■ DATA SHOWN ■
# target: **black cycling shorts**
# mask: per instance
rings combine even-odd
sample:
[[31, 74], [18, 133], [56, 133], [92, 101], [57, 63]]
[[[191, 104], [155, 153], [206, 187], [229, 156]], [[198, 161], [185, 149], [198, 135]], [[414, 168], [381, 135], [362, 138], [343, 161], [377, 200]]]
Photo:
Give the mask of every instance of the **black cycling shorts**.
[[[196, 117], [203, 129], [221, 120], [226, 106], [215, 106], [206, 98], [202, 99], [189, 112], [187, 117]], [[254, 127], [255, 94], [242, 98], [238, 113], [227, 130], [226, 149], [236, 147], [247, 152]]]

■ WHAT IS BEING ASKED ■
Nothing but an exact copy of the records belongs in the answer.

■ RESPONSE TO THIS TASK ■
# target: **black cycling shorts**
# mask: per instance
rings combine even-odd
sample:
[[31, 74], [18, 133], [56, 133], [92, 101], [57, 63]]
[[[191, 104], [155, 153], [206, 187], [229, 156]], [[198, 161], [185, 149], [198, 135]], [[414, 168], [381, 135], [362, 138], [343, 161], [377, 200]]]
Photo:
Give the mask of every instance of the **black cycling shorts**.
[[[196, 117], [203, 129], [221, 120], [226, 106], [215, 106], [206, 98], [202, 99], [189, 112], [187, 117]], [[254, 127], [255, 94], [242, 98], [238, 113], [227, 130], [226, 149], [236, 147], [247, 152]]]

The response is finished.